## [Trecho selecionado]
Por nos tirar da zona de conforto e segurança, toda viagem nos transporta para novos níveis de percepção e consciência. Nunca voltamos do mesmo modo, sempre aprendemos algo novo. É como se saíssemos do nosso corpo e nos víssemos de fora, colocando nossa vida em perspectiva comparativa com aquilo que vemos e experimentamos enquanto viajamos.

Foto: Blog Leve na Viagem

No entanto, existem viagens, e existem “as” viagens. Algumas viagens não apenas nos ensinam, mas também nos transformam profundamente. Quanto mais desafiadores e diferentes forem a jornada e o destino, maior se torna o seu poder transformador. Quanto mais distante uma viagem for da nossa realidade cotidiana, maior o desafio para enfrentar o desconhecido, requerendo que lancemos mão da nossa criatividade e habilidades de relacionamento para solucionar problemas. Se eu não falo a mesma língua que o outro, mas preciso encontrar um posto de gasolina, tenho que tentar me expressar de outra forma, com mímicas ou desenhos, para resolver a situação. Muitas vezes, nossas habilidades ficam adormecidas e anestesiadas em ambientes familiares, pois param de ser usadas e exercitadas, pois já conhecemos tudo e todos. Talvez você não desenhe ou faça mímica há anos, certo? Quando navegamos em rumo ao desconhecido, despertamos e ativamos todos os nossos talentos e habilidades, nos aproximando do aproveitamento máximo de nosso potencial.

## [Itens de uma fonte de dados]
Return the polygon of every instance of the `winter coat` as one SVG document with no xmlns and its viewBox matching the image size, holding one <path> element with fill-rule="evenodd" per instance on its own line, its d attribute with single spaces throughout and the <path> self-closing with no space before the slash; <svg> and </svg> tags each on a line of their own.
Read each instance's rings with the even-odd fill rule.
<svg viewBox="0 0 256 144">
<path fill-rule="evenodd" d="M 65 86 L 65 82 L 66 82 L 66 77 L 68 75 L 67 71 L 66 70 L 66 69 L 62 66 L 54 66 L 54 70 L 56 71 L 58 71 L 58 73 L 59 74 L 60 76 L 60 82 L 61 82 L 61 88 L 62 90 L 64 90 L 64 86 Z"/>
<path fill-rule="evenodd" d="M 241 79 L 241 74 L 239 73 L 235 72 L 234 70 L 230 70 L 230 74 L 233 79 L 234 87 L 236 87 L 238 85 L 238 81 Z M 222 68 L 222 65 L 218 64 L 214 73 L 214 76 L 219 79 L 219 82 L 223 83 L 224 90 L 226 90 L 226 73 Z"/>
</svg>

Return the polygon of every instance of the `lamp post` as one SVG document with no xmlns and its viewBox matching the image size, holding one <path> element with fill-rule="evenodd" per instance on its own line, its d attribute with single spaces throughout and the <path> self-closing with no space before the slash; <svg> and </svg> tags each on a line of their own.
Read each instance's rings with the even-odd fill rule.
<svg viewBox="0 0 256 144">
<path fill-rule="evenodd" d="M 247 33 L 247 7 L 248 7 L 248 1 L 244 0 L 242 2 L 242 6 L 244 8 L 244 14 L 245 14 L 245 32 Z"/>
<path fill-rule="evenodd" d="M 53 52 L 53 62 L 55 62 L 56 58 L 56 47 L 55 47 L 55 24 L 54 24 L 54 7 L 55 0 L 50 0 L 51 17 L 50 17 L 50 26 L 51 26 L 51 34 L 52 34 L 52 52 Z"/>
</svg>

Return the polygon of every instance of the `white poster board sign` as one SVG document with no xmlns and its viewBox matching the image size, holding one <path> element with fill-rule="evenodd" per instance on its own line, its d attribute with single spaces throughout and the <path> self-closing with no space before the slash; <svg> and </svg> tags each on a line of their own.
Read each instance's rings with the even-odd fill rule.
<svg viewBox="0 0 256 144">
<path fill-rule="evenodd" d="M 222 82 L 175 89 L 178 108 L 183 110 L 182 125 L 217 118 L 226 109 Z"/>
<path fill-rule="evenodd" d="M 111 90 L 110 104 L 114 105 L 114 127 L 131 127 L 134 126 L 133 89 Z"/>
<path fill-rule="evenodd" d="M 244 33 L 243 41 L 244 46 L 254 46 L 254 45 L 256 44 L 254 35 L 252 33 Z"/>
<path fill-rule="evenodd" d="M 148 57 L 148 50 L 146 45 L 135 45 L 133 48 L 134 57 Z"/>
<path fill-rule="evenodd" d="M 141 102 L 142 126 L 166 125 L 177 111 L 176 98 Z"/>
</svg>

## [Instruções do exercício]
• a. Repita na íntegra o texto sobre viagens, sem alterar nada.
• b. Reúna todas as linhas das entradas em que aparece a palavra “closing”.

## [Respostas]
• a.
Por nos tirar da zona de conforto e segurança, toda viagem nos transporta para novos níveis de percepção e consciência. Nunca voltamos do mesmo modo, sempre aprendemos algo novo. É como se saíssemos do nosso corpo e nos víssemos de fora, colocando nossa vida em perspectiva comparativa com aquilo que vemos e experimentamos enquanto viajamos.

Foto: Blog Leve na Viagem

No entanto, existem viagens, e existem “as” viagens. Algumas viagens não apenas nos ensinam, mas também nos transformam profundamente. Quanto mais desafiadores e diferentes forem a jornada e o destino, maior se torna o seu poder transformador. Quanto mais distante uma viagem for da nossa realidade cotidiana, maior o desafio para enfrentar o desconhecido, requerendo que lancemos mão da nossa criatividade e habilidades de relacionamento para solucionar problemas. Se eu não falo a mesma língua que o outro, mas preciso encontrar um posto de gasolina, tenho que tentar me expressar de outra forma, com mímicas ou desenhos, para resolver a situação. Muitas vezes, nossas habilidades ficam adormecidas e anestesiadas em ambientes familiares, pois param de ser usadas e exercitadas, pois já conhecemos tudo e todos. Talvez você não desenhe ou faça mímica há anos, certo? Quando navegamos em rumo ao desconhecido, despertamos e ativamos todos os nossos talentos e habilidades, nos aproximando do aproveitamento máximo de nosso potencial.

• b.
Return the polygon of every instance of the `winter coat` as one SVG document with no xmlns and its viewBox matching the image size, holding one <path> element with fill-rule="evenodd" per instance on its own line, its d attribute with single spaces throughout and the <path> self-closing with no space before the slash; <svg> and </svg> tags each on a line of their own.
Return the polygon of every instance of the `lamp post` as one SVG document with no xmlns and its viewBox matching the image size, holding one <path> element with fill-rule="evenodd" per instance on its own line, its d attribute with single spaces throughout and the <path> self-closing with no space before the slash; <svg> and </svg> tags each on a line of their own.
Return the polygon of every instance of the `white poster board sign` as one SVG document with no xmlns and its viewBox matching the image size, holding one <path> element with fill-rule="evenodd" per instance on its own line, its d attribute with single spaces throughout and the <path> self-closing with no space before the slash; <svg> and </svg> tags each on a line of their own.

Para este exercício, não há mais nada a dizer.